→ **TASK GOAL**:
Reproduce the lines between the ones holding "Place one point per instance of the car wheel." and "Place one point per instance of the firefighter in", inclusive, swapping "car wheel" for "vehicle wheel" and leaving everything else unchanged.

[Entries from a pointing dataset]
..........

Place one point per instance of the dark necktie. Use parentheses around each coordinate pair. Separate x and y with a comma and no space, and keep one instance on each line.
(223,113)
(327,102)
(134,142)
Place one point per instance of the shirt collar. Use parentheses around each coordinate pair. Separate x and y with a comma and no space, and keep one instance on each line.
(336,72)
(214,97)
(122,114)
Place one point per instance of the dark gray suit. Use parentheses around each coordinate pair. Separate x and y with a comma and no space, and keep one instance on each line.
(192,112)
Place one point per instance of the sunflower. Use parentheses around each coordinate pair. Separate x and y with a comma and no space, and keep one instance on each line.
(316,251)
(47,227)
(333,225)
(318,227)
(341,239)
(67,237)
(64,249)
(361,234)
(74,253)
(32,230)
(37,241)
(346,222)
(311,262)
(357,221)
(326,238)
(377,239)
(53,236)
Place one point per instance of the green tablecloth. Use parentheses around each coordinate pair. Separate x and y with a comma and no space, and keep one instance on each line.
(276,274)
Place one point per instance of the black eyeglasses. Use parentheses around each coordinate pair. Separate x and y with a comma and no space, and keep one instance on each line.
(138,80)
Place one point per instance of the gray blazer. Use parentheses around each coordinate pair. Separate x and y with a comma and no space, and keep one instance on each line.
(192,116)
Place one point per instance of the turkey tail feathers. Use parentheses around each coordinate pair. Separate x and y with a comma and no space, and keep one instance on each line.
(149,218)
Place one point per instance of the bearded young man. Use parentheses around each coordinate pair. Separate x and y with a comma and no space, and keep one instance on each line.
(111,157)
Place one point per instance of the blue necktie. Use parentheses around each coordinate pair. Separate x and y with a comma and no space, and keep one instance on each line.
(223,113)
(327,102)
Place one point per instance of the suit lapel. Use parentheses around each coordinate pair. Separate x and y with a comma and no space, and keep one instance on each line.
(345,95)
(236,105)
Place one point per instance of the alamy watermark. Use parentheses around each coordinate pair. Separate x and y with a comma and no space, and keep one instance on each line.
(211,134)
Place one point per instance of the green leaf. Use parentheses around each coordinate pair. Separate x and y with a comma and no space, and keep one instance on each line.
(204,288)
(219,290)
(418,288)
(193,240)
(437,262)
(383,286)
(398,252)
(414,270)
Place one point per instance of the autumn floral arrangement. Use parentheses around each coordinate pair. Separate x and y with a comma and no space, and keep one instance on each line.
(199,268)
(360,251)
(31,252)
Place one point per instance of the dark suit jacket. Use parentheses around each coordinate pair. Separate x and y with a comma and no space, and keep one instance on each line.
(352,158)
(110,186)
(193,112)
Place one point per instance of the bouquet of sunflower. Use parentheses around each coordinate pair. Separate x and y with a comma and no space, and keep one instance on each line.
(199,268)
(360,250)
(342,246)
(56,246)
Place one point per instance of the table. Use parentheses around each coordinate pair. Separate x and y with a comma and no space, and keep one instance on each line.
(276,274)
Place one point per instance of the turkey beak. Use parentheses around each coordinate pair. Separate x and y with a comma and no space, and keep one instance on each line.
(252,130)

..........

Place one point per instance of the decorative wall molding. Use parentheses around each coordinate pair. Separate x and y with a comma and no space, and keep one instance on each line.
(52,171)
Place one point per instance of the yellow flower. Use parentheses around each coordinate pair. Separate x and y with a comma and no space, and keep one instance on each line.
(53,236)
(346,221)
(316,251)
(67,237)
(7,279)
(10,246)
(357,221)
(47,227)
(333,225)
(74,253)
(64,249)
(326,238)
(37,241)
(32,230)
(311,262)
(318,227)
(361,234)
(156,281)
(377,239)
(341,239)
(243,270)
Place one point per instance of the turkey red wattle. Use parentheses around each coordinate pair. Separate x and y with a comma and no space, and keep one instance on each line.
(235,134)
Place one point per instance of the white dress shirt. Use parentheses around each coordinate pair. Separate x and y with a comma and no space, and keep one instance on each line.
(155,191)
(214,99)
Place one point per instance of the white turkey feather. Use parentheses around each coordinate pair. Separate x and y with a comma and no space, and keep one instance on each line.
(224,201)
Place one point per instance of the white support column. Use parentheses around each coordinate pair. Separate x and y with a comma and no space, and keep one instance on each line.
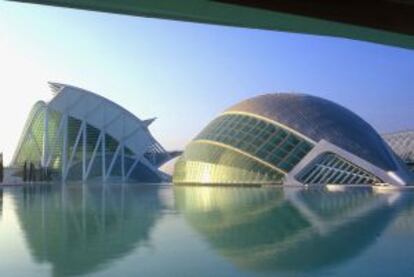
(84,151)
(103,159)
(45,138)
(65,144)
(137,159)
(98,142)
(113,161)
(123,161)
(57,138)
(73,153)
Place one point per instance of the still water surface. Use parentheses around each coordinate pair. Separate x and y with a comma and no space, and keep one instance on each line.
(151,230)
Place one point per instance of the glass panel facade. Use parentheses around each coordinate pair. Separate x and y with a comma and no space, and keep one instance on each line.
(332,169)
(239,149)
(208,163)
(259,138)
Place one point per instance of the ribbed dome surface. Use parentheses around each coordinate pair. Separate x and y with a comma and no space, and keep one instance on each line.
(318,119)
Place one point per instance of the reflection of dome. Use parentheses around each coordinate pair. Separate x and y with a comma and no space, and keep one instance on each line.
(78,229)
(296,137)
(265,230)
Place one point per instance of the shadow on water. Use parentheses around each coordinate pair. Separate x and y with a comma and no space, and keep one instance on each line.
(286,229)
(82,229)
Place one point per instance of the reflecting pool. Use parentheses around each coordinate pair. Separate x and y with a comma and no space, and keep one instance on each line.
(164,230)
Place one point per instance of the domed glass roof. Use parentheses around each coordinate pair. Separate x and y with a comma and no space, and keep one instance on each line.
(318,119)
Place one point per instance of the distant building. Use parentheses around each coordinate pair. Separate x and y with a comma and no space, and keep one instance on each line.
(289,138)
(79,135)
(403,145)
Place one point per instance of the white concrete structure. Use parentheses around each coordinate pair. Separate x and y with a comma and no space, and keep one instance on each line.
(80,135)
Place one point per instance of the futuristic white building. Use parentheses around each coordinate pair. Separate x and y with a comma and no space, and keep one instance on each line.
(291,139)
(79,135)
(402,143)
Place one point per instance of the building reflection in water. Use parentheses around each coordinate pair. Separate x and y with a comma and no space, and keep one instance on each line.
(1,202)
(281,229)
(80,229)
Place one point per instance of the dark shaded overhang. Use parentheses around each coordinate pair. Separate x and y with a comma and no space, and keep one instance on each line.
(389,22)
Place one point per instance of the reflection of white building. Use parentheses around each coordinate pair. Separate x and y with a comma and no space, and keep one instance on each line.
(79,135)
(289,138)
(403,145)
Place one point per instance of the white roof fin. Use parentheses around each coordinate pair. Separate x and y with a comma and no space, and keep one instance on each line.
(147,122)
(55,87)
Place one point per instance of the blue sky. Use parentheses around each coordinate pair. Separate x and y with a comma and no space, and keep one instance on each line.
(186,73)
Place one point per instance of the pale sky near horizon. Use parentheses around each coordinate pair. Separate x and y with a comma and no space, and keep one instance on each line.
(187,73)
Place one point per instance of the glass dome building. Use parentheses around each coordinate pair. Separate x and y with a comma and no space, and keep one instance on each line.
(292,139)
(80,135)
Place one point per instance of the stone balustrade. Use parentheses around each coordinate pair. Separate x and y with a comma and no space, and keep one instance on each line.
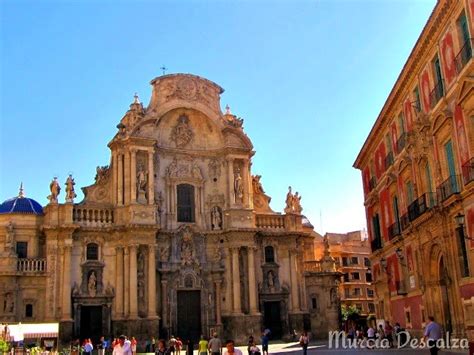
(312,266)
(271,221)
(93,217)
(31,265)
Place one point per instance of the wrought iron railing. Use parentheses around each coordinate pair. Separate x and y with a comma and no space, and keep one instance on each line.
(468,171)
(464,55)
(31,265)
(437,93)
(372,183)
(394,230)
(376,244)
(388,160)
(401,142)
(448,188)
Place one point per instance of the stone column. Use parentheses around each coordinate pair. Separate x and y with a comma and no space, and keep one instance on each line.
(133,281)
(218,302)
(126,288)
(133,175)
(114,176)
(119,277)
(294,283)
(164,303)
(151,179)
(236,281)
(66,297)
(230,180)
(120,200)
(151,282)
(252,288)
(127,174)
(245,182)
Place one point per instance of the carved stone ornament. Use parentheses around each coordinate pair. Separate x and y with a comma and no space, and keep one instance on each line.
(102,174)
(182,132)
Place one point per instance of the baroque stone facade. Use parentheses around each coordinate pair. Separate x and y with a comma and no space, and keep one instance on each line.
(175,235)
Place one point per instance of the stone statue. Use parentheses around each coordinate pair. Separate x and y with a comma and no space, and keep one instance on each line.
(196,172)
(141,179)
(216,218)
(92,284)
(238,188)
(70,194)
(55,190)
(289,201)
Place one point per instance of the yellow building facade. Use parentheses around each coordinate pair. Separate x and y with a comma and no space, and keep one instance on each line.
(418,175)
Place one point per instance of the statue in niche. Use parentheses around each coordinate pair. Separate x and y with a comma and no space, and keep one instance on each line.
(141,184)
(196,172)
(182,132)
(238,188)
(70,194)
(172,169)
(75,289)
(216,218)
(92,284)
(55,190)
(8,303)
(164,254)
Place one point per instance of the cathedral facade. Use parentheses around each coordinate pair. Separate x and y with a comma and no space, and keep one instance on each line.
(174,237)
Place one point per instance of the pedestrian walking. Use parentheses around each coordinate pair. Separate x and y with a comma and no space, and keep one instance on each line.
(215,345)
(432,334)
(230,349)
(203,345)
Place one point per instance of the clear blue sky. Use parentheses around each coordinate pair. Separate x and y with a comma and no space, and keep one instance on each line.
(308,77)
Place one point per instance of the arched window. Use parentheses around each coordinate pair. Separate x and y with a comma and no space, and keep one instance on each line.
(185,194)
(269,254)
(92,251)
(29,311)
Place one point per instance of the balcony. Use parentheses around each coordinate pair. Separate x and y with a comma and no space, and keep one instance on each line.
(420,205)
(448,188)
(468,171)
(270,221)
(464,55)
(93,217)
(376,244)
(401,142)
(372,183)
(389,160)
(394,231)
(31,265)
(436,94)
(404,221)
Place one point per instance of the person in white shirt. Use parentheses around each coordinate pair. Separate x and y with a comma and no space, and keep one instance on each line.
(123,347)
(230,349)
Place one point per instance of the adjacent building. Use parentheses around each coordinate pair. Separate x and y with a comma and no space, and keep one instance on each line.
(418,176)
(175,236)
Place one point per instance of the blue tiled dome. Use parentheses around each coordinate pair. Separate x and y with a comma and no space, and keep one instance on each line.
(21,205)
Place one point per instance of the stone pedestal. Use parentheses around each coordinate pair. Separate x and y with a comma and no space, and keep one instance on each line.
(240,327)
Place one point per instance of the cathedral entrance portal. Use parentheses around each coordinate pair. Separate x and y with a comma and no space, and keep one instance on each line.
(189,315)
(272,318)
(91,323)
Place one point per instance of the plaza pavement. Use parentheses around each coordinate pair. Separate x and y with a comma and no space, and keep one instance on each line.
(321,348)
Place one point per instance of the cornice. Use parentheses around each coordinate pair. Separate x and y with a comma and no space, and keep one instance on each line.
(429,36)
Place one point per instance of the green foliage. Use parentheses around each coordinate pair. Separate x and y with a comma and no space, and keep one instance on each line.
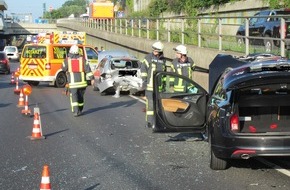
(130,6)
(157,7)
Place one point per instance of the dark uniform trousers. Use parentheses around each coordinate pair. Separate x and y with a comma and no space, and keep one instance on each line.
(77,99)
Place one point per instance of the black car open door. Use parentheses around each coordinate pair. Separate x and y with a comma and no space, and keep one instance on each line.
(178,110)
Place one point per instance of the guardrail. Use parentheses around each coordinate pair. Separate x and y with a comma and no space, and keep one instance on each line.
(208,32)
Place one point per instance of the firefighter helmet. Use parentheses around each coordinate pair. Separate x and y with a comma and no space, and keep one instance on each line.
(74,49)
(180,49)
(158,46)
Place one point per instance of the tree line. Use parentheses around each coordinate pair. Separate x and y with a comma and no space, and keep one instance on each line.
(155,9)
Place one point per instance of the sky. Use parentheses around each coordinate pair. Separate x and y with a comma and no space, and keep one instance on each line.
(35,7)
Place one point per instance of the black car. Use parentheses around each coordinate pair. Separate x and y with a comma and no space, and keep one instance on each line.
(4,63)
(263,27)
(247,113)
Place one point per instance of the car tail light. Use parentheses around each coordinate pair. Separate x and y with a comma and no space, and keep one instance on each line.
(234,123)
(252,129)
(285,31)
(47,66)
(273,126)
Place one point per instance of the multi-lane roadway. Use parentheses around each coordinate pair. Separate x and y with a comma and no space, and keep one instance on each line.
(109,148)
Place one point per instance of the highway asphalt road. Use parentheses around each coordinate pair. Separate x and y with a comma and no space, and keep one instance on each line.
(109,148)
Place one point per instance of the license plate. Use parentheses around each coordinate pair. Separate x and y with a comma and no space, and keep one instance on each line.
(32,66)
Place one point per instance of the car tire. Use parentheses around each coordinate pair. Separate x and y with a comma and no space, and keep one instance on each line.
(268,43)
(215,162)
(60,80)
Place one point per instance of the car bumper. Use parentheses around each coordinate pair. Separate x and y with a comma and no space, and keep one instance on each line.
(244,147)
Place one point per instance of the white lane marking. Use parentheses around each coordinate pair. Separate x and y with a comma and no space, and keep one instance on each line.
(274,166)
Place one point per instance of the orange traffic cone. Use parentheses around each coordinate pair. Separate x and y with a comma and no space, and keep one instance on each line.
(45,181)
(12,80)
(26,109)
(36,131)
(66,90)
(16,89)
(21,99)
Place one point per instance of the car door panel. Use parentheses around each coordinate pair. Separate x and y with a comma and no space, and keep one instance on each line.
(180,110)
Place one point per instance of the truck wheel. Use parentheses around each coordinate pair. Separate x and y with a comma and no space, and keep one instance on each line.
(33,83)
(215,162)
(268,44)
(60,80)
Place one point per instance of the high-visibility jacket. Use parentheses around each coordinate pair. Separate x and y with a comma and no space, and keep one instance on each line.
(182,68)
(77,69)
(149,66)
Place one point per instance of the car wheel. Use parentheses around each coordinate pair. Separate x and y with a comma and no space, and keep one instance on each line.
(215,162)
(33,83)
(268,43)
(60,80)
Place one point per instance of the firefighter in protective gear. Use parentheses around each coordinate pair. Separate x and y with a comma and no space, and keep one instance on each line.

..........

→ **TASK RESULT**:
Place one point per instance of the vehicle wheel. Use parentheses around each coordinate pair. Separate x and y with a comma and no space, and keep one instance on each line.
(215,162)
(33,83)
(268,43)
(60,80)
Place one point per instance of the firefighter in protective gear. Use parentheses around each coordinate pair. Separate x and y with a comma and no space, and keep one instance on each line.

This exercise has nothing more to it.